#### Page extract

My mother was a reader, she always said that everywhere a TV was on, someone wasn’t reading a book. So daytime TV or “illegal” TV to us, was prohibited. She thought if the sun was out, children should be outside playing. As for TV watching, each Sunday night we would sit down with the TV guide and each pick one hour, for a total of 4 hours of TV a week.
Then, later…when the TV broke, she didn’t fix it. She read us classic books such as Tom Sawyer, Frankenstein, and Watership Down. She would put out art supplies for us to draw and create pictures that would cover the cabinet doors of our kitchen – or we would do cat’s cradle… I still remember sitting on the stairs going step by step through the different cat’s cradles moves form the book Fun with String. After a few years, to our dismay, I think it was Matt, who finally discovered that the TV was an inexpensive and easy fix. Later, she confessed that she knew that and she purposely didn’t fix it.
After she left my father, in God’s sovereignty, God led us to this church and we would all sit in the front row of the balcony back there. I remember her worrying that we would drop a hymnal on someone’s head. But she brought us here, week after week. I think my mother brought us to church because she knew we needed others in our lives, and that she couldn’t raise us alone. She knew we needed mentors and direction and this church rose to the occasion many times, helping my mother physically, monetarily and spiritually. At this church we experienced the love of Christ in very tangible ways.
As kids, we were all exposed to the arts and culture. She would drag, yes drag, us to art museums, and plays. Every summer, she somehow bought season tickets to the Occidental [College] Summer Theater. So, four times a summer, we would drive to L.A., get french dip sandwiches from Philippe’s and picnic on the steps of the outdoor amphitheater at Oxy and see plays from Rogers and Hammerstein, Gilbert and Sullivan and Shakespeare.
Although I didn’t realize it at the time, her patient exposure to the arts was infectious and it paid off. We didn’t always like it as children, but it is something that I so appreciate and love now in my adult life. In the past years, I have so enjoyed going to the theatre and the drive time where we would discus the themes of the plays, and the life implications. I will miss these times greatly.

########
#### Dataset content

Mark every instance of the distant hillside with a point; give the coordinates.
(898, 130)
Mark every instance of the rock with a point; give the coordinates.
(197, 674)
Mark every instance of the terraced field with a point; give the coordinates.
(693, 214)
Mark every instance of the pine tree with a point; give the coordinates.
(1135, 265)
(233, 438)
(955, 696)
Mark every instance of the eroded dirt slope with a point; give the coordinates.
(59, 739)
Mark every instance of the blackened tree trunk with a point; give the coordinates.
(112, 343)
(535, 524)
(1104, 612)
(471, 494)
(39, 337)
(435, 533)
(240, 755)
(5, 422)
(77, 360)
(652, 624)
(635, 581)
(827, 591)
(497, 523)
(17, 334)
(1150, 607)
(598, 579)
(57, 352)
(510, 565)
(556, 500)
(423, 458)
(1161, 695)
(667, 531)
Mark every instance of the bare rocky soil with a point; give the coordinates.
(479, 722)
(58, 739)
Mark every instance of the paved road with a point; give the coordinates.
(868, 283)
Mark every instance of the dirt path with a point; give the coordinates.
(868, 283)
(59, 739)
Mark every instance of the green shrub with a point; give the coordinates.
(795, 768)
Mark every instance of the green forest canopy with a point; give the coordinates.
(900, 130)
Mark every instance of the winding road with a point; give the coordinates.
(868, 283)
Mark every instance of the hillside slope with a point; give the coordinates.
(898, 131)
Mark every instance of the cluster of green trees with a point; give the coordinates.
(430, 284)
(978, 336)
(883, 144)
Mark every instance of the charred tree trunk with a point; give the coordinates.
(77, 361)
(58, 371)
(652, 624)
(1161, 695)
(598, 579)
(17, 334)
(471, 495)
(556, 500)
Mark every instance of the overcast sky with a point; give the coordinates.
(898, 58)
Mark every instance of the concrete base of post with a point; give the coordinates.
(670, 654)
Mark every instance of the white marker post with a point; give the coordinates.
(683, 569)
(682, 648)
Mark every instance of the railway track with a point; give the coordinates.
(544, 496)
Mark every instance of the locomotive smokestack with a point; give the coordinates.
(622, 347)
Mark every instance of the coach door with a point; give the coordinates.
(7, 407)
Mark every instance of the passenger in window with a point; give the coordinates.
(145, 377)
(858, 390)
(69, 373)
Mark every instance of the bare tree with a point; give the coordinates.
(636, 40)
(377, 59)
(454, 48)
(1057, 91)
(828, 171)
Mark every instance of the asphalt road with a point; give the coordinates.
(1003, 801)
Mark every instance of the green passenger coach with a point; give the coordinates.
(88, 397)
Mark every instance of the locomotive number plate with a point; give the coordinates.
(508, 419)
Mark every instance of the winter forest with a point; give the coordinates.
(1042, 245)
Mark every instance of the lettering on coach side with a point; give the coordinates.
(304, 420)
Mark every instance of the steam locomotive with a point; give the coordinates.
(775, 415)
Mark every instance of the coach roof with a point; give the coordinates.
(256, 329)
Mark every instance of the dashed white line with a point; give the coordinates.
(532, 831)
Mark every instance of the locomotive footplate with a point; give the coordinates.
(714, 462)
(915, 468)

########

> **What is required**:
Resume the remembrance of the mother after its last sentence.

> **Response for this exercise**:
In my mid 20’s, I often wondered how my mom did it? We had very little money, she was a single mom with the odds stacked way against her. Weren’t the children from broken homes supposed to be at risk? How did she raise four kids, who all went to college, didn’t use drugs, and were fairly decent people, “contributing citizens?” Then, I saw her as a grandmother… buying unique books that taught my children about art and music, going with her to museums and hearing her explain a painting to them, seeing her cut out funny magazine photo’s to make a picture book with Paige, making a bean pole teepee in her backyard, supporting them as they played piano, drew pictures, and acted in plays, and played football (even though she didn’t approve of the sport). Seeing her with my children it was crystal clear how we all turned out ok…she was a natural mother who loved and cared in with great intention.
Psalm 23, verse 6 reads, “Surely goodness and mercy will follow me all the days of my life.” In my mom’s early years, she spent a lot of time fishing in the wake off her fathers boat. A wise pastor once said that he hoped that people would remember that his walk with Christ left a wake of goodness and mercy behind and from him, and ultimately from Christ. I think my mom’s life left a wake of “goodness and mercy” in the lives that she touched; we are surfing in the firm foundation that she set forth. There is a void, but there is peace, love……..and goodness and mercy.
I thank God that he deemed to give me such a strong, capable and intelligent mother that under such adverse conditions she “majored in the majors” and taught us to enjoy and engage in our world. I thank God for her 73 years and for blessing me with her presence in my life. I am so grateful to be surfing along in the wake of goodness and mercy that God gave me in my Mom.